● **Text passage**
>>
Alcohol consumption is strongly associated with the three main causes of death and injury among Western youth; namely violence, suicide and motor vehicle accidents (Cohen and Potter, 1999). There is also a positive association between per capita consumption and alcohol-related harm, both in adults and younger populations (Norström and Ramstedt, 2005). Consequently, researchers and policy-makers focus considerable attention on yearly changes in per capita consumption. In Sweden, consumption among youth aged 15–16 years reached a peak in 2000 before reducing steadily until 2010 (CAN, 2010). These reductions contrast with sharp increases in hospitalizations due to alcohol intoxication over the same period. For example, between 2000 and 2010, the number of hospital admissions in Stockholm due to alcohol intoxication or poisoning increased by 89% among 15–16-year olds and by 182% among 18–19-year olds—changes that occurred during population increases of only 15 and 33%, respectively (Ahacic and Thakker, 2010; Valdatabasen, 2011) (Fig. 1). Increases were also observed nationally during this period (CAN, 2010). A similar divergence between consumption and alcohol-related harm has recently been reported in the UK (Meier, 2010) and Australia (Livingston et al., 2008), which raises important questions about the relationship between per capita consumption, heavy drinking and alcohol-related problems.

Figure 1.

Alcohol-related hospital admissions and per capita alcohol consumption for youths aged 15–16 and 18–19 years living in Stockholm. Hospital admissions are based on 'acute intoxication' (ICD-10 code F10.0) and 'alcohol poisoning' (ICD-10 code T51) as the main diagnoses. The figure shows a sharp increase in youth hospital admissions in Stockholm for acute alcohol intoxication and poisoning, while per capita alcohol consumption reduced slightly over the same 10-year period.
<<
Source records
>>
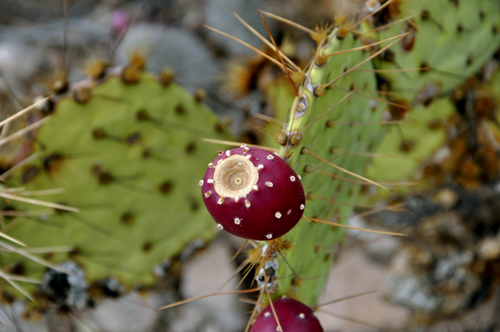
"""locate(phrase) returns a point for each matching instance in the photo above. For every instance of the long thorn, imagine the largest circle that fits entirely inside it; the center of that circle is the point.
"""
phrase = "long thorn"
(383, 27)
(216, 141)
(23, 131)
(12, 239)
(291, 23)
(279, 328)
(366, 60)
(328, 110)
(15, 285)
(371, 14)
(352, 227)
(346, 171)
(265, 41)
(38, 202)
(20, 164)
(342, 299)
(22, 112)
(208, 295)
(277, 63)
(363, 47)
(279, 56)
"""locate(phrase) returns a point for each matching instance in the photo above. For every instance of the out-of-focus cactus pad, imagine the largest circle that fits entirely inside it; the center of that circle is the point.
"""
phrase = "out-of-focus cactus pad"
(452, 39)
(130, 158)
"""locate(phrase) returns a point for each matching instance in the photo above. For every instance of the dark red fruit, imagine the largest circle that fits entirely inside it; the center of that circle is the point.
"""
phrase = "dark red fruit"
(293, 315)
(253, 194)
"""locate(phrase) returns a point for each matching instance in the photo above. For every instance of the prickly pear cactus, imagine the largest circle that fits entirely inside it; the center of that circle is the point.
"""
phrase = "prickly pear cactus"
(423, 134)
(128, 157)
(320, 133)
(448, 40)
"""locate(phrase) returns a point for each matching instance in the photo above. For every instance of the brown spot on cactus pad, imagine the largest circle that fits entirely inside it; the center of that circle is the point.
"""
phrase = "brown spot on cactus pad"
(253, 194)
(293, 315)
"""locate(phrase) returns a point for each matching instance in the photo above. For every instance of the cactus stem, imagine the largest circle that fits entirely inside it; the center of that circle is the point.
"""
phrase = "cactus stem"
(371, 97)
(15, 285)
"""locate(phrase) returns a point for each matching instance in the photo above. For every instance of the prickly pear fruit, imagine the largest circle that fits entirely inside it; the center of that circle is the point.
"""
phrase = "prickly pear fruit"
(253, 194)
(293, 315)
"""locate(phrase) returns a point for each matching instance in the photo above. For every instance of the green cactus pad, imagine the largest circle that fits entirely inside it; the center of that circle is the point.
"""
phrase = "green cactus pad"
(130, 160)
(405, 148)
(337, 137)
(453, 39)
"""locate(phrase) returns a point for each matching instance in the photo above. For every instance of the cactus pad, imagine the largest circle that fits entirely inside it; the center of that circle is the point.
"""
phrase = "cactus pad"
(128, 158)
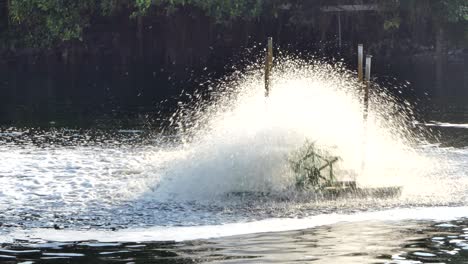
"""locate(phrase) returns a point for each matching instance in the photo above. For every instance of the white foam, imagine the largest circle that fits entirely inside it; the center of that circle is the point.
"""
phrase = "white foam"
(163, 233)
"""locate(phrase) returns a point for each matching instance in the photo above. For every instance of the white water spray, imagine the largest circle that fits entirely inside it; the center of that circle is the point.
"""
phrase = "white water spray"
(240, 141)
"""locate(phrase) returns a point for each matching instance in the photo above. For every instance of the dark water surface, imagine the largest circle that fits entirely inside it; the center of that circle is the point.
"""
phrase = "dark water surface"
(358, 242)
(63, 180)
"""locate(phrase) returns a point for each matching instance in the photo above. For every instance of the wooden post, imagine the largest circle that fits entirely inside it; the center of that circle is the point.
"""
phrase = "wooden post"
(366, 111)
(367, 86)
(339, 30)
(268, 65)
(360, 59)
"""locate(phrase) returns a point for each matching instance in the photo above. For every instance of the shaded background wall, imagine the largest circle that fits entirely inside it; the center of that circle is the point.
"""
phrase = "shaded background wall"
(136, 67)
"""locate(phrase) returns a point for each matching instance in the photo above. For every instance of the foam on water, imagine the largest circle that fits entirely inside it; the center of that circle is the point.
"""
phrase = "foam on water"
(214, 231)
(238, 142)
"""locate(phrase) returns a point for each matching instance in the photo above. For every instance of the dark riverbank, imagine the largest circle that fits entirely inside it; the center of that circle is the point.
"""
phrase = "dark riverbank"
(131, 67)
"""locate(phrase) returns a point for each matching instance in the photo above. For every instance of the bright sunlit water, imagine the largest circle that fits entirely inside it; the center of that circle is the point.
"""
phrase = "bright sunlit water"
(225, 172)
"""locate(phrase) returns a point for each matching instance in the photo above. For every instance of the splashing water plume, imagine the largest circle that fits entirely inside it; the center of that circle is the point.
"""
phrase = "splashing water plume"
(240, 141)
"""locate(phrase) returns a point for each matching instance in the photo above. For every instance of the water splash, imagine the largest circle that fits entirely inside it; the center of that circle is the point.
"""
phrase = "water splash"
(239, 141)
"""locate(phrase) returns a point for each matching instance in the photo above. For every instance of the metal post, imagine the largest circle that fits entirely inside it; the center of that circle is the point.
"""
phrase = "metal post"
(268, 65)
(360, 59)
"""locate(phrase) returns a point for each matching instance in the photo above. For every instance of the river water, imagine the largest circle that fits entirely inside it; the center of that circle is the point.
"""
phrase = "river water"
(90, 197)
(218, 187)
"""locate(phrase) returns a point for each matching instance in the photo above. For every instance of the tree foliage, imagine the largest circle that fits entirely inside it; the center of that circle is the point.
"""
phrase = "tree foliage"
(45, 22)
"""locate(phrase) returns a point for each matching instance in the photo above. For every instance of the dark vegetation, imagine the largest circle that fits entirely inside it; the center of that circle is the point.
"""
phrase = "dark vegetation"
(68, 60)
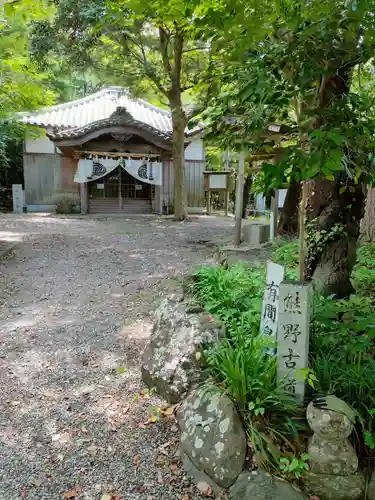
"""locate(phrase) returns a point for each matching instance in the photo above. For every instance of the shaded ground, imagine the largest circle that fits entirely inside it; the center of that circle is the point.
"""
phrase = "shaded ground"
(74, 319)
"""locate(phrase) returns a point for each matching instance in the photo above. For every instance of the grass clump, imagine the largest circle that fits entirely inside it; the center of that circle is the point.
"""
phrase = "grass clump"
(239, 365)
(341, 355)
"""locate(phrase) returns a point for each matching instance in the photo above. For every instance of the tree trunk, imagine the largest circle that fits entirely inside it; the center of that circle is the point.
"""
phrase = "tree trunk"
(288, 221)
(178, 152)
(332, 217)
(368, 221)
(332, 230)
(246, 194)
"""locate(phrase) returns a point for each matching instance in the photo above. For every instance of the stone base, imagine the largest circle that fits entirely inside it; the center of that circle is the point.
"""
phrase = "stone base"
(201, 479)
(329, 487)
(259, 485)
(254, 234)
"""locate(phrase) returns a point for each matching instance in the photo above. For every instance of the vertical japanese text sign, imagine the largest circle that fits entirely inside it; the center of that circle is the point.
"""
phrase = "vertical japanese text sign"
(270, 308)
(17, 196)
(293, 333)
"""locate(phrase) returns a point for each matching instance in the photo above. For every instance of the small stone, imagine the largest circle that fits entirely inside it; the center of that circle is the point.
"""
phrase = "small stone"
(260, 485)
(330, 487)
(169, 361)
(212, 436)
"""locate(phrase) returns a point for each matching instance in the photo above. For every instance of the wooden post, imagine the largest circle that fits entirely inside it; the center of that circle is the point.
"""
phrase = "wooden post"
(119, 188)
(209, 211)
(274, 215)
(301, 249)
(83, 196)
(295, 300)
(239, 199)
(226, 201)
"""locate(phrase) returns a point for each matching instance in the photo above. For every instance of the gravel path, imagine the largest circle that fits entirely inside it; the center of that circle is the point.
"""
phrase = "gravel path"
(74, 319)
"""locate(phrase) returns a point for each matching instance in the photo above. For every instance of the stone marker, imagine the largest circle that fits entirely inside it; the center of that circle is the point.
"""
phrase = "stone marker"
(295, 303)
(333, 473)
(270, 308)
(17, 195)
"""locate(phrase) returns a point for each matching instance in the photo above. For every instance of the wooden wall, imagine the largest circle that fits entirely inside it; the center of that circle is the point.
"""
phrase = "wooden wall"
(42, 173)
(193, 182)
(46, 175)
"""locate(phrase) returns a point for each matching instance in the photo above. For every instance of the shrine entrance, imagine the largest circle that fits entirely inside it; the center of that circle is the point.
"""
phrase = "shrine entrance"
(119, 191)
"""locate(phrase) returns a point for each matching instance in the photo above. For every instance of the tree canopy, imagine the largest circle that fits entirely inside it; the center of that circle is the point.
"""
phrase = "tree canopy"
(142, 44)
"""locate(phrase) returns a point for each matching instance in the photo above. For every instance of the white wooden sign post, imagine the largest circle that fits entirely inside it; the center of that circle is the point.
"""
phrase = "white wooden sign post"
(17, 195)
(270, 309)
(293, 334)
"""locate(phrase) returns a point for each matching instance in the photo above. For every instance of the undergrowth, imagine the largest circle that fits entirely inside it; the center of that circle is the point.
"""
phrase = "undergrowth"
(341, 354)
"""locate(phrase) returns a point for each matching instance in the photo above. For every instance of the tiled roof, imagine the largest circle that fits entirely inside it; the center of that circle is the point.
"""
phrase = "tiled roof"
(100, 106)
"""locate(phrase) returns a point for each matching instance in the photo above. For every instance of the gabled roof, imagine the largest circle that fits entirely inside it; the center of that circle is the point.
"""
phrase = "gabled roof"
(101, 106)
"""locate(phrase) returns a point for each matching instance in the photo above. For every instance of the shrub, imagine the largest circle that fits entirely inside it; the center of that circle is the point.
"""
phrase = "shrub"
(342, 353)
(363, 276)
(66, 203)
(240, 366)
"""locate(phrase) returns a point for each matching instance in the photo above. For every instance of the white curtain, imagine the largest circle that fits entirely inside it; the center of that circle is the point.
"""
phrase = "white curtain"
(90, 170)
(144, 170)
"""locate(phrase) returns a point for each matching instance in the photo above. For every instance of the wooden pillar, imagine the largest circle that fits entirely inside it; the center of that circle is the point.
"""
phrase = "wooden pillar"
(226, 202)
(83, 196)
(239, 199)
(119, 188)
(274, 214)
(301, 250)
(209, 208)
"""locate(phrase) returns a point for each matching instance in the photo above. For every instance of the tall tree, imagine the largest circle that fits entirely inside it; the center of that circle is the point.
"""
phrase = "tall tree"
(276, 54)
(22, 86)
(139, 41)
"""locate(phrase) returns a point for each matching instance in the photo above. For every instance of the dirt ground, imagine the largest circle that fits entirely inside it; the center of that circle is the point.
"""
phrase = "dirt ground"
(75, 304)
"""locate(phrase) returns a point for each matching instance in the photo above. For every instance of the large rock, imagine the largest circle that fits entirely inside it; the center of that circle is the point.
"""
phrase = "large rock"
(330, 487)
(212, 436)
(204, 483)
(259, 485)
(171, 362)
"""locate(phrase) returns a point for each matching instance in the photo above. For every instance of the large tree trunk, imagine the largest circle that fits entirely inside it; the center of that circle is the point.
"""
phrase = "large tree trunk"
(368, 221)
(332, 230)
(246, 194)
(288, 221)
(178, 152)
(332, 217)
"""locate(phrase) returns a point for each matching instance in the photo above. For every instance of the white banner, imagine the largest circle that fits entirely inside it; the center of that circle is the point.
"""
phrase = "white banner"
(145, 170)
(90, 170)
(142, 170)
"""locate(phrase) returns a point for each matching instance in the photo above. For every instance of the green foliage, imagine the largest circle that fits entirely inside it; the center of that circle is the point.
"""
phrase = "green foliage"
<<
● **Required action 1**
Rewrite as a bulleted list the paragraph of the passage on youth alcohol consumption in Sweden that begins "Alcohol consumption is strongly associated," keeping its main facts.
● **Required action 2**
Write a continuation of the passage on youth alcohol consumption in Sweden, starting after its final sentence.

● **Task output 1**
- Alcohol use is strongly linked to violence, suicide and motor vehicle accidents, the three main causes of death and injury among Western youth.
- Per capita consumption is positively associated with alcohol-related harm in adults and younger populations, so researchers and policy-makers pay close attention to its yearly changes.
- In Sweden, consumption among 15–16-year-olds peaked in 2000 and then fell steadily until 2010.
- Over the same period, hospitalizations for alcohol intoxication rose sharply. In Stockholm, admissions for intoxication or poisoning increased by 89% among 15–16-year-olds and by 182% among 18–19-year-olds, while these populations grew by only 15% and 33%. Increases were also observed nationally.
- Similar gaps between consumption and harm have been reported in the UK and Australia. This raises questions about how per capita consumption, heavy drinking and alcohol-related problems are related.

● **Task output 2**
On a population basis, reductions in per capita consumption are associated with less heavy episodic drinking and fewer alcohol-related harmful effects (Duffy, 1986; Rose and Day, 1990), and this relationship underpins many prevention strategies currently implemented around the world. Swedish alcohol policies, for example, aim to reduce per capita consumption through tight controls over the availability of alcohol, an approach heavily influenced by Ole-Jörgen Skog's theory of the collectivity of drinking, which asserts that reductions in yearly consumption influence all levels of drinking concurrently, including heavy consumption (Skog, 1985). Over the past 10 years in Sweden, however, the opposite trend has occurred among youth, with per capita consumption decreasing, while alcohol-related hospitalizations have risen. These changes have emerged in the context of large increases in the number of young people who abstain from alcohol completely, a scenario that does not conform to Skog's theory.

One possible explanation for this divergence is that a subgroup of young people are drinking more alcohol than their peers over time, or in ways that are causing more alcohol-related problems. This has been termed a 'polarization effect', where some young people, possibly with an accumulation of risk factors for alcohol misuse, have increased their drinking over a specified period, while the majority have reduced their consumption. However, whether or not such a polarization exists remains unclear. To our knowledge, this is the first paper to test the polarization hypothesis empirically. We achieve this by examining changes at different levels of self-reported alcohol consumption among Stockholm youth aged 15–19 years between 2000 and 2010. We also explore one possible explanation for the polarization effect; namely that emerging social and health inequalities could be increasing the number of risk factors for alcohol misuse among heavy drinkers over time, while the majority of young people drink less and are exposed to fewer risk factors.